• [TEXTO FORNECIDO]:
'A reforma agrária é legítima', diz presidente da Fetaemg

Tatiana Moraes
tmoraes@hojeemdia.com.br
07/07/2017 às 22:42.
Atualizado em 15/11/2021 às 09:26
 (LUCAS PRATES)

(LUCAS PRATES)

Há 12 anos, o atual presidente da Federação dos Trabalhadores na Agricultura do Estado de Minas Gerais (Fetaemg), Vilson Luiz da Silva, fez uma proposta diferente à diretoria da entidade. Ele queria criar uma feira para mostrar a potência e a importância das pequenas propriedades na vida, na economia e na mesa do brasileiro.
Grande parte desses produtos, que representam 80% da agricultura nacional, é cultivada em assentamentos. Por isso, entre as bandeiras da Fetaemg está a reforma agrária. “As pessoas têm que entender que reforma agrária não é coisa de baderneiro, de bandido. São pais de famílias, mães de família, que querem trabalhar”, diz. O presidente da Fetaemg recebeu a equipe do Hoje em Dia durante a feira Agriminas na semana passada. Confira, abaixo, a entrevista completa.

Qual a abrangência da Fetaemg e o que ela defende?
A Fetaemg é uma entidade sindical, não é um movimento. Completaremos 50 anos em abril do ano que vem. Temos uma plataforma de representação dos trabalhadores rurais no tocante dos assalariados rurais, da luta da reforma agrária, da organização do jovem, da mulher, da valorização da agricultura familiar.
Hoje, temos 546 sindicatos filiados, mais de 1,5 milhão trabalhadores e trabalhadoras associadas.

Quem a Fetaemg representa?
A Fetaemg não representa só o trabalhador associado. É o Estado todo. Quando você negocia um projeto, tanto o associado quanto o não é beneficiado. Nem todos que fizeram parte da Agriminas são associados. Quando a gente negocia um acordo coletivo com uma usina ou empresa, a gente primeiro defende a classe. Associar é uma questão opcional.

Qual é o principal desafio da associação?

• [TAREFAS DO EXERCÍCIO]:
1. Liste todas as perguntas da entrevista que aparecem no texto fornecido.
2. Reproduza do texto fornecido o trecho que se abre com as palavras contendo "Atualizado em 15/11/2021" e se fecha com "a entrevista completa.".

• [DADOS EXTRAÍDOS]:
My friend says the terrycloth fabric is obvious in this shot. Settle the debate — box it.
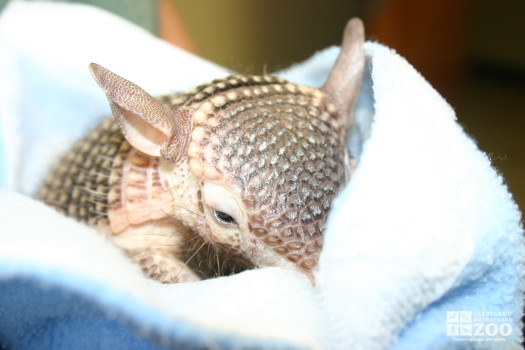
[0,2,524,350]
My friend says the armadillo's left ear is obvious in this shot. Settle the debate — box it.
[89,63,191,161]
[321,18,365,126]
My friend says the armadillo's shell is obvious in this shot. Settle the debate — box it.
[180,76,345,269]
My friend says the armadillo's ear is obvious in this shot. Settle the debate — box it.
[89,63,191,160]
[321,18,365,126]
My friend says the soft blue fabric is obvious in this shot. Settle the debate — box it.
[0,2,525,350]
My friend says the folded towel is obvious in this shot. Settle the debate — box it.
[0,1,525,350]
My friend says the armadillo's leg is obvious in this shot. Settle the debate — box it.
[127,249,200,283]
[110,222,200,283]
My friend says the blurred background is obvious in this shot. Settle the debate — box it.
[0,0,525,211]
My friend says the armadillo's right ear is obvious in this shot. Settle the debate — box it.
[89,63,191,161]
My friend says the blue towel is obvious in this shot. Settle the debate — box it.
[0,1,525,350]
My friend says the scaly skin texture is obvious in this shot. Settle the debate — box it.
[39,20,364,283]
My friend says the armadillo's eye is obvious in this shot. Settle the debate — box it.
[215,210,235,224]
[202,182,242,228]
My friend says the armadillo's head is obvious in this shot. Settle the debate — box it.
[91,20,364,282]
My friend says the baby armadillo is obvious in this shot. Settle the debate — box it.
[39,19,364,283]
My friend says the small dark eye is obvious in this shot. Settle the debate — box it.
[215,210,235,224]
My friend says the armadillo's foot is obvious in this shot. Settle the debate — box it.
[128,249,200,283]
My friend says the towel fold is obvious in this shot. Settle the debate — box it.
[0,1,525,350]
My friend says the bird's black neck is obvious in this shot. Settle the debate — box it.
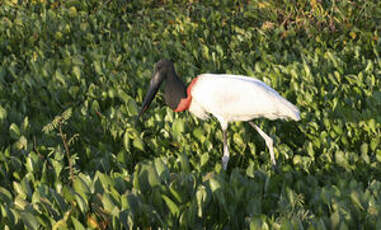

• [RESPOSTAS DO EXERCÍCIO]:
1.
- Qual a abrangência da Fetaemg e o que ela defende?
- Quem a Fetaemg representa?
- Qual é o principal desafio da associação?

2.
Atualizado em 15/11/2021 às 09:26
 (LUCAS PRATES)

(LUCAS PRATES)

Há 12 anos, o atual presidente da Federação dos Trabalhadores na Agricultura do Estado de Minas Gerais (Fetaemg), Vilson Luiz da Silva, fez uma proposta diferente à diretoria da entidade. Ele queria criar uma feira para mostrar a potência e a importância das pequenas propriedades na vida, na economia e na mesa do brasileiro.
Grande parte desses produtos, que representam 80% da agricultura nacional, é cultivada em assentamentos. Por isso, entre as bandeiras da Fetaemg está a reforma agrária. “As pessoas têm que entender que reforma agrária não é coisa de baderneiro, de bandido. São pais de famílias, mães de família, que querem trabalhar”, diz. O presidente da Fetaemg recebeu a equipe do Hoje em Dia durante a feira Agriminas na semana passada. Confira, abaixo, a entrevista completa.